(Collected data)
····················
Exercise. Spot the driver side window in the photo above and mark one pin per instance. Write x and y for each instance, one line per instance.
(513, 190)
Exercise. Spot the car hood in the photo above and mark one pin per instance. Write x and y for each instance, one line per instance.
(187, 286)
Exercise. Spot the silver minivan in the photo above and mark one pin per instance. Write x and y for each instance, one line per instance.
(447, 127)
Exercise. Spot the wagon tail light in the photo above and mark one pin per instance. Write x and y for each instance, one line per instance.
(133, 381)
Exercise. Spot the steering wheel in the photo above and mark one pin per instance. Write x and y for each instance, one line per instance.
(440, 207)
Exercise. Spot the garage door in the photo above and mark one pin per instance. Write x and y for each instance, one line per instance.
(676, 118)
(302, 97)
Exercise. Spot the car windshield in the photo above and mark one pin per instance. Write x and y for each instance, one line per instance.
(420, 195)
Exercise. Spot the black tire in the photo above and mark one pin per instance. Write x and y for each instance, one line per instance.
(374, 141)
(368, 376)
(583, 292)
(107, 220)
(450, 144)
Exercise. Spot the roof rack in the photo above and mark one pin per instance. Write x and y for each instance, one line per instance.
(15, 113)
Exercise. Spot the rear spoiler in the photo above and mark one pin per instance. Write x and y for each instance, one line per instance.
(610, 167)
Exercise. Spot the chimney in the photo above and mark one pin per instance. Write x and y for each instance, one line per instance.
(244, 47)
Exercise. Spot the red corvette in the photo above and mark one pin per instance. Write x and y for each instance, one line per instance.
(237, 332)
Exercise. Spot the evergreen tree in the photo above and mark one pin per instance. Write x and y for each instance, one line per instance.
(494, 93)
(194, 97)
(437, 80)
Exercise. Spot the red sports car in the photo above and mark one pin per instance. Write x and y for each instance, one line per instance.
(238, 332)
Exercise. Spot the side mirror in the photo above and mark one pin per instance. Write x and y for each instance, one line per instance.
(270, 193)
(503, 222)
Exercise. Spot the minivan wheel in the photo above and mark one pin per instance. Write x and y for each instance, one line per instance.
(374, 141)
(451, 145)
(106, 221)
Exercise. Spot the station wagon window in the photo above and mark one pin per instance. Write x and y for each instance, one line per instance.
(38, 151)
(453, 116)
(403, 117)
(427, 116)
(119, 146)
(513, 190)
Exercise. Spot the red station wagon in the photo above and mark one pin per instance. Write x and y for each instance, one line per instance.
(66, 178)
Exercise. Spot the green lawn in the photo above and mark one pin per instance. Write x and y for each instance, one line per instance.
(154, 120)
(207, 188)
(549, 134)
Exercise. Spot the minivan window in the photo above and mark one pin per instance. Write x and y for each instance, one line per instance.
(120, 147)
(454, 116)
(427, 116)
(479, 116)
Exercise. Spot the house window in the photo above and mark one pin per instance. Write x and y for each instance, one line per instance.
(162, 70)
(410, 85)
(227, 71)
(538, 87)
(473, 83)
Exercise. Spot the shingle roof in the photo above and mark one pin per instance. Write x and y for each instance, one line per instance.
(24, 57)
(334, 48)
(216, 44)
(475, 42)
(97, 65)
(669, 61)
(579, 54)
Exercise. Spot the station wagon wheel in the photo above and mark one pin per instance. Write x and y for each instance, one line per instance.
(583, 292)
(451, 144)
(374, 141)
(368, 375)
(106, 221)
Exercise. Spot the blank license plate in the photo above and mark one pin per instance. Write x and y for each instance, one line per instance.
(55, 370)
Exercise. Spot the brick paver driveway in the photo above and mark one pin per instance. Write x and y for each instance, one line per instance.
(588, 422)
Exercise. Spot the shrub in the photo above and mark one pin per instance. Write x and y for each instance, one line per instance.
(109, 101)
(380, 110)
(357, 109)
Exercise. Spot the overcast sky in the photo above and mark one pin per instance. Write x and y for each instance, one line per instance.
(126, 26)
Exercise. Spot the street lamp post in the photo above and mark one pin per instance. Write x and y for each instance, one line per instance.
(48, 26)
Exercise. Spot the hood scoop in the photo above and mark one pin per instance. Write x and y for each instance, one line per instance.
····················
*WRITTEN PROBLEM*:
Above are the records; retype every one exactly.

*WRITTEN ANSWER*:
Exercise. Spot the driver side window in the photo above and mark one pin per instance. Write x and y for each instance, one line per instance.
(513, 190)
Exercise. Spot the car hood in the photo above and mark one pin per instance. Write x and y for each instance, one line per instance.
(187, 286)
Exercise. Spot the silver minivan in the photo above and mark one pin per instance. Write x and y for each instance, one line per instance.
(447, 127)
Exercise. Spot the wagon tail light in the photo above and mark one pin per instance. Write x and y for each instance, one line per instance.
(133, 381)
Exercise. Spot the steering wheel in the photo above and mark one pin per instance. Write x and y for each instance, one line per instance.
(440, 207)
Exercise. Spot the garage door in the photo above and mark one pin per instance. Write x and y for each instance, one line per instance.
(676, 118)
(302, 97)
Exercise. Spot the car windshield in the photo above and mark one pin per instance. Write x and y for each instance, one line per instance.
(420, 195)
Exercise. Spot the black tire in the photo above and mark one pin per instance. Write x and y for each instance, one line per instance.
(374, 141)
(368, 376)
(583, 292)
(107, 220)
(450, 144)
Exercise. Spot the roof rack in the photo above and mark one pin per instance. Write x and y for each instance, one line per instance.
(15, 113)
Exercise. Spot the rear spoiler in the photo above and mark one pin per instance. Write x and y for each instance, one line per instance.
(610, 167)
Exercise. Spot the chimney in the photo above and mark one pin per instance. Write x and y for each instance, one line per instance.
(244, 47)
Exercise. Spot the red corvette in the photo above and mark one pin per instance. Write x and y for each instance, one line per instance.
(237, 332)
Exercise. Spot the evergreen tree in the photo above and mark one pin per instance. Write x and y for each instance, one line per instance.
(494, 93)
(194, 97)
(437, 80)
Exercise. Spot the red sports car in the photo above and mark one pin per instance. Write x and y for each instance, one line per instance.
(238, 332)
Exercise. Spot the side mirror in the photo above and mark one pin per instance. Write x and y for each instance, one line per instance.
(270, 193)
(503, 222)
Exercise. Spot the minivan wheel in the photo above and mark one pin per instance. Write x and y for each instance, one line per instance.
(374, 141)
(451, 145)
(106, 221)
Exercise. Spot the station wagon window in the photo above and mark one pin per instance. Write x and y for each instance, one line per instance.
(38, 151)
(453, 116)
(403, 117)
(427, 116)
(119, 146)
(513, 190)
Exercise. Spot the red station wagon in the photo above and mark one pin per instance. Write x and y for each instance, one line per instance.
(66, 178)
Exercise. Spot the green lawn in the photo above and mark one pin per instance. Write x and y for each instance, one line per instance.
(154, 120)
(207, 188)
(549, 134)
Exercise. Spot the minivan window in the photo above and mark one pin per instance. Write x and y for each instance, one line per instance.
(120, 147)
(454, 116)
(427, 116)
(479, 116)
Exercise. Spot the house window in the photo above and mark one pin per instance. Write x and y for each instance, one line per instance.
(162, 70)
(410, 85)
(227, 71)
(538, 87)
(473, 83)
Exercise. Spot the shingle roof in the photo above and mark one pin per instance. Write x and y for each instance, one line per instance.
(24, 57)
(334, 48)
(216, 44)
(475, 42)
(97, 65)
(669, 61)
(579, 54)
Exercise. Spot the station wagon wheel in the photo above and mark one pin per instance. Write x and y for each instance, one line per instance.
(583, 292)
(451, 144)
(374, 141)
(368, 375)
(106, 221)
Exercise. Spot the blank license plate in the photo above and mark one pin per instance. Write x and y for each instance, one line per instance.
(55, 370)
Exercise. Spot the brick paver driveway in the photo above and mark one pin per instance. Write x and y for each instance, one line per instance.
(588, 422)
Exercise. Spot the shrub in the photo above and mark one pin per instance. Write x and y for each instance, one line per instance.
(109, 101)
(380, 110)
(357, 109)
Exercise. Spot the overcast sky in the photo above and mark one pin per instance. Write x and y for each instance, one line per instance.
(126, 26)
Exercise. Spot the street lamp post in the photo above and mark one pin per instance. Write x and y for each instance, one line per instance.
(48, 26)
Exercise. Spot the hood scoop in the photo above and mark one pin per instance. Write x and y for each instance, one line per instance.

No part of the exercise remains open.